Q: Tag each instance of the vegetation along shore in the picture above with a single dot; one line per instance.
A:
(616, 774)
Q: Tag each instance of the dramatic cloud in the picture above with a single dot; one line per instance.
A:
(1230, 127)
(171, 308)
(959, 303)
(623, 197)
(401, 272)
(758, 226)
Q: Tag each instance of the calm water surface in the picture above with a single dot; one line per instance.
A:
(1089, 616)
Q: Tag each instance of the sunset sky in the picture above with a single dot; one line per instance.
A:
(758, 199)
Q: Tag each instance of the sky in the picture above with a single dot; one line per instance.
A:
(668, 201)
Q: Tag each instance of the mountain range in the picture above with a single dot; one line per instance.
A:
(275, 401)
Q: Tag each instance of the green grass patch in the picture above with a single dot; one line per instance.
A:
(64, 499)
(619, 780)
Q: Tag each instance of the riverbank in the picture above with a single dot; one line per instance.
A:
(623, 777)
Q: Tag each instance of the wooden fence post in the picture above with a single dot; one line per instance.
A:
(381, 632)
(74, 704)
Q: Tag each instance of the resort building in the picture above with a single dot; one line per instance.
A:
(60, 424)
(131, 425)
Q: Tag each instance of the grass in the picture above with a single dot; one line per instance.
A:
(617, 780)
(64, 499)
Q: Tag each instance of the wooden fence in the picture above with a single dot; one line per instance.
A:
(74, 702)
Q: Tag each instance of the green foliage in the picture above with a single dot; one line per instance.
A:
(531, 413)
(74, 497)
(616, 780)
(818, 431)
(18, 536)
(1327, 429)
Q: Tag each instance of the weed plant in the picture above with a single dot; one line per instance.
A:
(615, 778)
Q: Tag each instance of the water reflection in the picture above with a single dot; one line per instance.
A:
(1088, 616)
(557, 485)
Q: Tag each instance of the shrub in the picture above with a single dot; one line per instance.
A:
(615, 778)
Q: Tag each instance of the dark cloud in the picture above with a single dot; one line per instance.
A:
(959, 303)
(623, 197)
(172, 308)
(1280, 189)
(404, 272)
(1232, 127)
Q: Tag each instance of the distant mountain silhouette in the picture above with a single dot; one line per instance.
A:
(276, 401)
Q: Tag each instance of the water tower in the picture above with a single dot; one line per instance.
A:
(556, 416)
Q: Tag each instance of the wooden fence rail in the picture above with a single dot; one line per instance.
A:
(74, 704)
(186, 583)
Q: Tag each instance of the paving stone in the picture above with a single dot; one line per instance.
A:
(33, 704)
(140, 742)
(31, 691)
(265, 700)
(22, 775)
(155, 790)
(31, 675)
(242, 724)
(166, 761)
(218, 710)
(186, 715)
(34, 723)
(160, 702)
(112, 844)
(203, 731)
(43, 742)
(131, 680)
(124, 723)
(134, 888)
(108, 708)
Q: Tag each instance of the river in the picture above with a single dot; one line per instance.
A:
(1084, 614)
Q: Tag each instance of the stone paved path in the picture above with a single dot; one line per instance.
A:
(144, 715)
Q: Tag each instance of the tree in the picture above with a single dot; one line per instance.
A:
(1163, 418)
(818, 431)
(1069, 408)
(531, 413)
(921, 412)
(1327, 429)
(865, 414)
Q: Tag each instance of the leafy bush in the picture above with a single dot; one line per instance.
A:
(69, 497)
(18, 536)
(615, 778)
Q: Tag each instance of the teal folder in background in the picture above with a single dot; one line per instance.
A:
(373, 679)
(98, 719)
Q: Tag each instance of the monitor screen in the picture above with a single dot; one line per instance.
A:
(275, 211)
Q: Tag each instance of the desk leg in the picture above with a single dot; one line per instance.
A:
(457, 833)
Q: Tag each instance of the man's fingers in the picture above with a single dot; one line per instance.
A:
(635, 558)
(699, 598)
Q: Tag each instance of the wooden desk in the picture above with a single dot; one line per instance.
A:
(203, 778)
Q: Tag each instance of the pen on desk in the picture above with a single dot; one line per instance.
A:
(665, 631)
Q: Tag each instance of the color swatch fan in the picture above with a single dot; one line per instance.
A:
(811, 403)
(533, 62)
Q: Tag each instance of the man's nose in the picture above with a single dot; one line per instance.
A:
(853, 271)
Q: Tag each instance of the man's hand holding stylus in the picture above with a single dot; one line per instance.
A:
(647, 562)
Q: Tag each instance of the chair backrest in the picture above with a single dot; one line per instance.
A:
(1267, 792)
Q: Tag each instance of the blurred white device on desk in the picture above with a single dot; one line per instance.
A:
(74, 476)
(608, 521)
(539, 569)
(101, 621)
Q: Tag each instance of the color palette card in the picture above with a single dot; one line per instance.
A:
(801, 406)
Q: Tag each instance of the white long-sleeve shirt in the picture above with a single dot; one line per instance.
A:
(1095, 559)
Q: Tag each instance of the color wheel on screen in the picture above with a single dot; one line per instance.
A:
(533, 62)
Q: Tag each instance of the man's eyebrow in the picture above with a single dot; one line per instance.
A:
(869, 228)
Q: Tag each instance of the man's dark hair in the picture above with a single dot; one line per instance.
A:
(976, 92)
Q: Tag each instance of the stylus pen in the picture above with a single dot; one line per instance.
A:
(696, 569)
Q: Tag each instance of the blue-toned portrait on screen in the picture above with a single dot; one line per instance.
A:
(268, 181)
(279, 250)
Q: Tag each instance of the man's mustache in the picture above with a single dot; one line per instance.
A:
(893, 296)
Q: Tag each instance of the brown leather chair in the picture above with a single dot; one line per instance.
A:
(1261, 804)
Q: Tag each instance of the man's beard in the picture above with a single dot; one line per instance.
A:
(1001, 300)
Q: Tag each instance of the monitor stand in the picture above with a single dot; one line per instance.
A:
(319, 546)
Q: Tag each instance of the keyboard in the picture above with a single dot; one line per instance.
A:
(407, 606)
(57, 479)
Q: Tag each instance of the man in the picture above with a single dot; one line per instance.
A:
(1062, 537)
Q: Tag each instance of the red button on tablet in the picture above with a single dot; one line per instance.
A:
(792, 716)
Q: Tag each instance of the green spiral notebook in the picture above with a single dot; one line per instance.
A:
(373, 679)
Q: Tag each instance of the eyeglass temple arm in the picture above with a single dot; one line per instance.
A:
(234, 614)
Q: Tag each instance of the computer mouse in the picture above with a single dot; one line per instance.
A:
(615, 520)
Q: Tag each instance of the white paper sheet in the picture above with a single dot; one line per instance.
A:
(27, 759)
◇ ◇ ◇ ◇ ◇
How to complete this task »
Your task is to transcribe each record faithfully and in full.

Task solution »
Q: Tag each instance of the vegetation along shore in the picture above with a single dot; one line per instance.
A:
(616, 774)
Q: Tag each instance of the dramatic cloud in the picture above with a single dot; one line per instance.
A:
(1230, 127)
(171, 308)
(959, 303)
(623, 197)
(401, 272)
(758, 226)
Q: Tag each instance of the calm water surface in the picture above with a single dot; one line per instance.
A:
(1089, 616)
Q: Tag each instance of the sunset sky in the picture above with a single dot; one line per instance.
A:
(758, 199)
Q: Tag each instance of the sky in the picture above with a single dot; one line per instance.
A:
(668, 201)
Q: Tag each instance of the mountain range in the picture above with a single dot; one line per instance.
A:
(275, 401)
Q: Tag each instance of the green grass patch in the picture above with a single dot; one line per instance.
A:
(64, 499)
(619, 780)
Q: Tag each instance of the riverbank in the picture above with a single dot; one line per instance.
A:
(623, 777)
Q: Tag each instance of the wooden fence post in the picture above with a single dot; one line per instance.
A:
(381, 632)
(74, 704)
Q: Tag each instance of the resort building in the picture above with a single dot; one line per instance.
A:
(60, 424)
(131, 425)
Q: Tag each instance of the grass in the picture above with a single dot; one line per instance.
A:
(617, 780)
(64, 499)
Q: Tag each instance of the wooden fence in the picture above with a single dot; one line per instance.
A:
(74, 702)
Q: Tag each instance of the green foliage in the picture above with a single dot; one line per instance.
A:
(531, 413)
(74, 497)
(616, 780)
(818, 431)
(18, 536)
(1327, 429)
Q: Tag each instance of the weed plant in the picture above with a single dot; one line per instance.
A:
(615, 778)
Q: Tag each instance of the water reflection in the picture above with a single dot; one line per instance.
A:
(1088, 616)
(557, 485)
Q: Tag each instance of the shrub in the picture above with a single dot; one line per instance.
A:
(615, 778)
Q: Tag each instance of the dark cloud in the picture above with a single dot; one line per instance.
A:
(959, 303)
(623, 197)
(172, 308)
(1280, 189)
(404, 272)
(1232, 127)
Q: Tag each instance of the distant mountain silhouette in the picture above with a single dot; one line per instance.
A:
(276, 401)
Q: Tag each instance of the water tower in the picture above with a single dot; one line per instance.
A:
(556, 416)
Q: Tag each instance of the wooden fence rail in the picture above with a single dot; one line per instance.
A:
(74, 704)
(186, 583)
Q: Tag each instance of the paving stone in the picture above with a single dot; one line per instance.
A:
(33, 704)
(140, 742)
(31, 691)
(265, 700)
(22, 775)
(155, 790)
(31, 675)
(242, 724)
(166, 761)
(218, 710)
(186, 715)
(34, 723)
(160, 702)
(112, 844)
(203, 731)
(43, 742)
(131, 680)
(124, 723)
(134, 888)
(108, 708)
Q: Tag each instance of the river in the picture above with a single dot; one line per instance.
A:
(1084, 614)
Q: Tag each instance of the stone paved path in the picture above with a single dot; one line per instance.
A:
(144, 715)
Q: Tag each instance of the tree in the picture above with a single dot; one line per instance.
A:
(1163, 418)
(818, 431)
(1069, 408)
(531, 413)
(921, 412)
(1327, 429)
(865, 414)
Q: Tag each instance of the leafy bush in the picture above with a single dot; one line per instance.
A:
(69, 497)
(18, 536)
(615, 778)
Q: Tag each instance of the teal folder in background in the picture above with a single dot; one line per instance.
A:
(373, 679)
(98, 719)
Q: Tag each instance of the monitor screen in the picture above with a single dot; one line per instance.
A:
(275, 211)
Q: Tag each instance of the desk leg in the picture above with a single dot; one line per instance.
A:
(457, 833)
Q: Tag each instance of the man's fingers in the picture above with a single dot; one line per instance.
A:
(635, 558)
(699, 598)
Q: Tag each instance of the wooden desk in the picture above with a single dot; one line per instance.
A:
(203, 778)
Q: Tag each instance of the pen on desk in the picture above with a single dot; one line per instance.
A:
(665, 631)
Q: Tag each instance of the color swatch fan in the picture above with a single dot; one line per instance.
A:
(811, 403)
(533, 62)
Q: Tag each instance of the man's nose in the picture above with a single dot; one line per instance.
A:
(853, 271)
Q: Tag each instance of the man's hand holding stylus in the picture above with a single dot; one line per instance.
A:
(647, 562)
Q: Tag each instance of the chair backrest in the picture above with a single dot; one line per instance.
A:
(1267, 792)
Q: Tag each instance of the blurred white device on desk in the picture above with a single dot; one line per instance.
A:
(74, 476)
(608, 521)
(539, 569)
(101, 621)
Q: Tag each instance of the color palette card in the picture above with a single dot; one line per instance.
A:
(801, 406)
Q: Tag each instance of the white long-sleeve shirt in the picture above with a single dot; one line per instance.
A:
(1095, 559)
Q: Tag each instance of the color wheel on screen in the picture above with a single dot; one line per instance.
A:
(533, 62)
Q: Tag each instance of the man's eyebrow in the picture above with a single dot; one line per instance.
A:
(869, 228)
Q: Tag each instance of the man's dark hair in the picture above with a single dot; one line per instance.
A:
(976, 92)
Q: Tag each instance of the stylus pen in the picture above with a single dot; one line per instance.
A:
(696, 569)
Q: Tag each instance of the blue-toned portrait on screen in the picture above with a single dot; one line per instance.
A:
(268, 181)
(279, 250)
Q: Tag each instance of the man's mustache in the picture above with a single dot; one line per instance.
A:
(893, 296)
Q: Tag each instance of the brown leather chair in the picture above with a single dot; one line per instance.
A:
(1261, 804)
Q: Tag each instance of the man's beard in the picture above with a single dot; one line per instance.
A:
(1001, 300)
Q: Tag each instance of the monitor stand in the picture above with a single dot; one line per instance.
A:
(319, 546)
Q: Tag each instance of the keyboard in the picture above with a single dot; one line per instance.
A:
(407, 606)
(57, 479)
Q: Tag each instance of the man in the picture above with a single dot; one line per instance.
A:
(1062, 537)
Q: Tag each instance of the red button on tablet in the picture above with a single dot; one line per instance.
A:
(792, 716)
Q: Tag each instance of the green spiral notebook in the picture above with a single dot; one line per instance.
A:
(373, 679)
Q: Tag each instance of the eyeglass temple arm in the picture above with a single dot; one line per instance.
A:
(234, 614)
Q: Tag each instance of the computer mouse in the picture above with a single dot; one line per instance.
A:
(615, 520)
Q: Tag each instance of the white paper sheet in the picture above with a single dot; one line per instance.
A:
(27, 759)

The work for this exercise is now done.